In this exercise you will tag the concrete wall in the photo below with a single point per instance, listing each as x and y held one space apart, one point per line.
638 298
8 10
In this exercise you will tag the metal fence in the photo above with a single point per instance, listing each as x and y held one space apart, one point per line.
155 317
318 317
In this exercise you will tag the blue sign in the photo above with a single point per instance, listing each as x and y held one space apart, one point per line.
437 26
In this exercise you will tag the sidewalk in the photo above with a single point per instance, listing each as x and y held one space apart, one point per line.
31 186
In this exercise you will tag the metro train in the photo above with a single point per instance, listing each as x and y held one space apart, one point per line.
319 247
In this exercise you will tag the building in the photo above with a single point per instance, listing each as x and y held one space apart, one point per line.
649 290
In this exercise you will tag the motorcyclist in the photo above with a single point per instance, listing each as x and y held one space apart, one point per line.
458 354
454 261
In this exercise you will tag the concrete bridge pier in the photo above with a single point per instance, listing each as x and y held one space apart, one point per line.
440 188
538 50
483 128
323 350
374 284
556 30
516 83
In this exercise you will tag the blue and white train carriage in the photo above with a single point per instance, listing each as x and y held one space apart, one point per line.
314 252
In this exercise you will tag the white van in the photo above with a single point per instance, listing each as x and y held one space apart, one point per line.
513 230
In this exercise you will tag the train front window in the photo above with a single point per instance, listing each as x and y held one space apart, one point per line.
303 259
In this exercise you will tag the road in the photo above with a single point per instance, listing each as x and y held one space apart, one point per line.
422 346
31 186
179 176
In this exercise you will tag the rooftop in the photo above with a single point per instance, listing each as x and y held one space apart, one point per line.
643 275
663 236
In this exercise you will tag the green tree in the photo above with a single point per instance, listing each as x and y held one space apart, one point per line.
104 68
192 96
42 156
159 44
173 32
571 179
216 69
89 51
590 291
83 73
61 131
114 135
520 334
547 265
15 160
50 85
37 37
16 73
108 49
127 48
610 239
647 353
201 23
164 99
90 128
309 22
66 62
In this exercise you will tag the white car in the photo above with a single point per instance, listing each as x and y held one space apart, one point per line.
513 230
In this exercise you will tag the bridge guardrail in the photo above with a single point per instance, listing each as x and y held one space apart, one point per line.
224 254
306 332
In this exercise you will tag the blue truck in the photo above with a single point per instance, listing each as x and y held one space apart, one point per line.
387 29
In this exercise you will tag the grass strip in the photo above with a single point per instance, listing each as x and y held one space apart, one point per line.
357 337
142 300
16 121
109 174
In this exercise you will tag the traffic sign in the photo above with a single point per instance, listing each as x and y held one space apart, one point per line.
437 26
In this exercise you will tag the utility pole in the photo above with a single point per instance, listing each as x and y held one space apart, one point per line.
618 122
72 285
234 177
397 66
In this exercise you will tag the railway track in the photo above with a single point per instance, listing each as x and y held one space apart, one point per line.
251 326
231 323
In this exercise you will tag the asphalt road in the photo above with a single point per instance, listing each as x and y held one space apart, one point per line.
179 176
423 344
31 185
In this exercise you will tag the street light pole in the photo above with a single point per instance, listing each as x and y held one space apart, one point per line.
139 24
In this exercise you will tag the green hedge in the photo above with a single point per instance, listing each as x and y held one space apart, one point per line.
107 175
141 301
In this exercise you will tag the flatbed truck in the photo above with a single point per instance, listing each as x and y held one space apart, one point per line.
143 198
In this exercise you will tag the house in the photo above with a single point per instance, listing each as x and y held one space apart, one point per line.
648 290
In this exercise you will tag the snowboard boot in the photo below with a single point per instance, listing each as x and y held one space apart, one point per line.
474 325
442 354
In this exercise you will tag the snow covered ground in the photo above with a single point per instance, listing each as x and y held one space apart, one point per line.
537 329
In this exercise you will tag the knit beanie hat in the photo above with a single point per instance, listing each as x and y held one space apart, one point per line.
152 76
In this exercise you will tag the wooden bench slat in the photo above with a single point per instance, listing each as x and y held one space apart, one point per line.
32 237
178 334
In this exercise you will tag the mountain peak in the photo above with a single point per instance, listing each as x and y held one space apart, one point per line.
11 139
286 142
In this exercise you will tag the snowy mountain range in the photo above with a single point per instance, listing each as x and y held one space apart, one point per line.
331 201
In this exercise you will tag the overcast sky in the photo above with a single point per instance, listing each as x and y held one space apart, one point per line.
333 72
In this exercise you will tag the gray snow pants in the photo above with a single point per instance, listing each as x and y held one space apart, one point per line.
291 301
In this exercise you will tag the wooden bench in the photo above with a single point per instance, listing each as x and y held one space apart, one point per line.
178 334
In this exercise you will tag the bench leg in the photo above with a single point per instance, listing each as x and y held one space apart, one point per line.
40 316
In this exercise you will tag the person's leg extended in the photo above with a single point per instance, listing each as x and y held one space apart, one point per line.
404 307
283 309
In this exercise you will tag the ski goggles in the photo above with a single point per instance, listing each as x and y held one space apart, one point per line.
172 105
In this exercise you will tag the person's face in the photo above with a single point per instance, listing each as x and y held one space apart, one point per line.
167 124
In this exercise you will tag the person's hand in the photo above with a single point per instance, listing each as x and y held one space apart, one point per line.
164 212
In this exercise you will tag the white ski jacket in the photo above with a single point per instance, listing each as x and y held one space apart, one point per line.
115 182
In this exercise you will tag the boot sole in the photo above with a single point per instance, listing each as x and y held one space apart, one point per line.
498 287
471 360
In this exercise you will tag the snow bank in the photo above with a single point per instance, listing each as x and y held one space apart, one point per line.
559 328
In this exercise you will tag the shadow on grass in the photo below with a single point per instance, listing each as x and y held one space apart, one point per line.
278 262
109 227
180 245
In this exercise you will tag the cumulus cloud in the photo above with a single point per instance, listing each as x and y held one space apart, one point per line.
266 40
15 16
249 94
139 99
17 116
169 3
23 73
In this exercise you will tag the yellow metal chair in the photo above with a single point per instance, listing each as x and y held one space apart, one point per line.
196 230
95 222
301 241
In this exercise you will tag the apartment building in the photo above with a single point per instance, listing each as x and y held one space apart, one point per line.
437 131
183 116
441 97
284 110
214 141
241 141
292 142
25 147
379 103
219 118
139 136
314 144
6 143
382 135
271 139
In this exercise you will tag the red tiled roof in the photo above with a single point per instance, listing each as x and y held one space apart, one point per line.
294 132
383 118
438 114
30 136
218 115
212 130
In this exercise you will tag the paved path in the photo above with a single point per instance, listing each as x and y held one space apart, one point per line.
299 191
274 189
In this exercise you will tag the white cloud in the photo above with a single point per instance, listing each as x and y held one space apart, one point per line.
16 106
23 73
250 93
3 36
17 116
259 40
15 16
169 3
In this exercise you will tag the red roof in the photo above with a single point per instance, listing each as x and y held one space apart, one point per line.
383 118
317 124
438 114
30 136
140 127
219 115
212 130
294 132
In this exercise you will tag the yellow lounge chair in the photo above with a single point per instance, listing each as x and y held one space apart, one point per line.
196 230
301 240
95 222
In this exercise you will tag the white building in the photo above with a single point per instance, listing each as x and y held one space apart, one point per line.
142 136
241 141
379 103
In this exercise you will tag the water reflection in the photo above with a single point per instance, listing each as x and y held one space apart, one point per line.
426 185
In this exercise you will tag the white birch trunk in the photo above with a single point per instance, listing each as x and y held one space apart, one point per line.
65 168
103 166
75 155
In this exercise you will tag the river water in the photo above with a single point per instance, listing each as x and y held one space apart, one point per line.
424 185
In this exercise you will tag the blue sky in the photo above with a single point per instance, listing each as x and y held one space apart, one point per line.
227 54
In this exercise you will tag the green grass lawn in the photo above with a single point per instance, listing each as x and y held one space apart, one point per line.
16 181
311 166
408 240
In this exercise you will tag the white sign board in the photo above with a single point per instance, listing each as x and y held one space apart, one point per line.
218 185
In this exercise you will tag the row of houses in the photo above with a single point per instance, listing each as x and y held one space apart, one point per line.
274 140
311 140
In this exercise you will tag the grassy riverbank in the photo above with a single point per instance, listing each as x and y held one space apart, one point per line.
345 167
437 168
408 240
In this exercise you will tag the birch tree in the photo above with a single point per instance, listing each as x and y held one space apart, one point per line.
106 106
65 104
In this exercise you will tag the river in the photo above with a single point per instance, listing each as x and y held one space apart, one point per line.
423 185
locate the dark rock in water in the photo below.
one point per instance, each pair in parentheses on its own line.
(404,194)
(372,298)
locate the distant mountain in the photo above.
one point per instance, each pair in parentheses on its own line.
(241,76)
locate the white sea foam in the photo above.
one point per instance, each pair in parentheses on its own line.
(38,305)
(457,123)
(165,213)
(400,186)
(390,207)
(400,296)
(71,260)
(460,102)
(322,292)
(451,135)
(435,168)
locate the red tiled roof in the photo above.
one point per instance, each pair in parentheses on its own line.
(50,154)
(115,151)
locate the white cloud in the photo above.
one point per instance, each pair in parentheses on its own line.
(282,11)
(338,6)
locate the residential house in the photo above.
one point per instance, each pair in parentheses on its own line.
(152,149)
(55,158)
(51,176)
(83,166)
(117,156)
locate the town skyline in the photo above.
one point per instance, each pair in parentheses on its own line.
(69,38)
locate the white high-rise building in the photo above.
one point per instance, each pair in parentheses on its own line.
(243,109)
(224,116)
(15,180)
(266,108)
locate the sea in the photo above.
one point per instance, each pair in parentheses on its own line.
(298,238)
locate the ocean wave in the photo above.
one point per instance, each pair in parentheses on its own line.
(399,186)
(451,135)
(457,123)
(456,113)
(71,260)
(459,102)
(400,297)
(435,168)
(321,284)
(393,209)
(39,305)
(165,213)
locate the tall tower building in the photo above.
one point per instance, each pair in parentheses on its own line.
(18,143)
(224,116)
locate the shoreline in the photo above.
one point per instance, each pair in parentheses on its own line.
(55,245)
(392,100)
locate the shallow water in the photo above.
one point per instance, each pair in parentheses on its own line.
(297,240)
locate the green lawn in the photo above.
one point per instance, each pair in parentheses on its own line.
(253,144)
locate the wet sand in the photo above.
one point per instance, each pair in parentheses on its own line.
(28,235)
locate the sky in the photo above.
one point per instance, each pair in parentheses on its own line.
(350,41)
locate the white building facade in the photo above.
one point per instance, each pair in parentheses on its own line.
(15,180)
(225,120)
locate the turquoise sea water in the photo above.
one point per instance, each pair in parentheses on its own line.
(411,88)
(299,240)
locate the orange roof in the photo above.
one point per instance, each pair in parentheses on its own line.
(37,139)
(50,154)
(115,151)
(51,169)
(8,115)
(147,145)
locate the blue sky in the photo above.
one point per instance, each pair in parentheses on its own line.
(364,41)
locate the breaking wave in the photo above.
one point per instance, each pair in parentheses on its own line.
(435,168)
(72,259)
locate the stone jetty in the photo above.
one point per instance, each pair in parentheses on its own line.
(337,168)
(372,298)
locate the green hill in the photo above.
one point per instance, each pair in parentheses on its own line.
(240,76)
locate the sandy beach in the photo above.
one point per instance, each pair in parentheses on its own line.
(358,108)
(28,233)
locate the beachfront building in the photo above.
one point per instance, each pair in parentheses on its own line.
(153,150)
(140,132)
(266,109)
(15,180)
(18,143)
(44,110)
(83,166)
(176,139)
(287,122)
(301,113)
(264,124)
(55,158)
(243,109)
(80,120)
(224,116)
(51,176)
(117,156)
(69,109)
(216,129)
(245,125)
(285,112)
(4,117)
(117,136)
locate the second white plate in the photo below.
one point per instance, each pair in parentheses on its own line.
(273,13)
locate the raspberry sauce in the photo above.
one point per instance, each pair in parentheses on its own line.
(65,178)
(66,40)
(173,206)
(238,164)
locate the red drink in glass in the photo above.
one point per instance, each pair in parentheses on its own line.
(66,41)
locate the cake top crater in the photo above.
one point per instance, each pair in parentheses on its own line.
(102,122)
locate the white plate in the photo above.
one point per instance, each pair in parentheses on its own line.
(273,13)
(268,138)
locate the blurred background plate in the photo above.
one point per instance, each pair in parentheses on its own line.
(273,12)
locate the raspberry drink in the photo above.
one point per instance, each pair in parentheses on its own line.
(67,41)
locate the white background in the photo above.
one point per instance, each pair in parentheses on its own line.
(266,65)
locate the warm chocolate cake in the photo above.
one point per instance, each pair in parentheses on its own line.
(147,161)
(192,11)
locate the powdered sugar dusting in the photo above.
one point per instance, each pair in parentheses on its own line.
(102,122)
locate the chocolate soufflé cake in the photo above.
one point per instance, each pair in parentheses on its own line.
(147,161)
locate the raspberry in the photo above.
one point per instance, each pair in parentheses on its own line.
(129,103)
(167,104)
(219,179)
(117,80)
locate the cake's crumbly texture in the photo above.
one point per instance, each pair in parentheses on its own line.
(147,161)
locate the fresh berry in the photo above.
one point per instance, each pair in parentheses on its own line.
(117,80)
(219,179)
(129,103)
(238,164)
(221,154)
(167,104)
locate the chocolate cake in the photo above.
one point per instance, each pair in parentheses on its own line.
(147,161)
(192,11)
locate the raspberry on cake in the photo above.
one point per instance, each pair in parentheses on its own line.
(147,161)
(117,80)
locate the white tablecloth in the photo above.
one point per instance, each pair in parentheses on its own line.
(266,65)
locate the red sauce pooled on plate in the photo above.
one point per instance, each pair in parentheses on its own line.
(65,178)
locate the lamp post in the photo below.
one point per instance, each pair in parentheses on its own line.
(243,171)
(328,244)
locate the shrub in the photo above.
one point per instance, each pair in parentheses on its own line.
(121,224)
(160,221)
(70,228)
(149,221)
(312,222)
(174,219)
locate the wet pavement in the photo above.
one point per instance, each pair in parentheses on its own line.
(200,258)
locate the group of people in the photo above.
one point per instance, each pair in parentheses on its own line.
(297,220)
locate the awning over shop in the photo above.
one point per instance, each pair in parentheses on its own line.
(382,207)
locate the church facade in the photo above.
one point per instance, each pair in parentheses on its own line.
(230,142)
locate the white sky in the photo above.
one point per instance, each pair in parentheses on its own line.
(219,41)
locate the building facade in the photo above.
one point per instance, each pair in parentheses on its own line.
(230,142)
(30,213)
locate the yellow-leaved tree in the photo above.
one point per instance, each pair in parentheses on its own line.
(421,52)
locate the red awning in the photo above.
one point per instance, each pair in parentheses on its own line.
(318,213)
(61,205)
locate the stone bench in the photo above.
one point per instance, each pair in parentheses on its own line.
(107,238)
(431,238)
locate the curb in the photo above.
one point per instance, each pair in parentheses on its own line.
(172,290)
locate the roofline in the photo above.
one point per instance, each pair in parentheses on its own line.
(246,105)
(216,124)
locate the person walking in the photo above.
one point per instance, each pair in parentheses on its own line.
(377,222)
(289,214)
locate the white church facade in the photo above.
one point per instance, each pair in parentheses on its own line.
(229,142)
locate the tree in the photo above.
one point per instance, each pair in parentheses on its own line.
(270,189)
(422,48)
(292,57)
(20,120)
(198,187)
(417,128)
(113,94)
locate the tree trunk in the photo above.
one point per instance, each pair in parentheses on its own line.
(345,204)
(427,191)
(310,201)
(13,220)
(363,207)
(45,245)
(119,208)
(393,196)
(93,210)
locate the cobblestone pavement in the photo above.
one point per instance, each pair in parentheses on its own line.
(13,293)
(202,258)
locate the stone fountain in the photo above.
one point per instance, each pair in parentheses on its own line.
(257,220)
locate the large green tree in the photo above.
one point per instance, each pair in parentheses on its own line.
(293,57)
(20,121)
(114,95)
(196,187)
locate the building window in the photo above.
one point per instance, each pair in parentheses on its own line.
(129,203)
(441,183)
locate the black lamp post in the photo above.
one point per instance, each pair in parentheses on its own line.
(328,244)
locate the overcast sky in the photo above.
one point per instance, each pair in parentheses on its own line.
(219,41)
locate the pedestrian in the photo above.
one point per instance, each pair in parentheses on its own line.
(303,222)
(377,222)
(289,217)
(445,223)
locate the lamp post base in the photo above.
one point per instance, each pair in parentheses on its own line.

Instructions for the task » Report only the number of lines that hold the string "raspberry" in this listing.

Output of the task » 4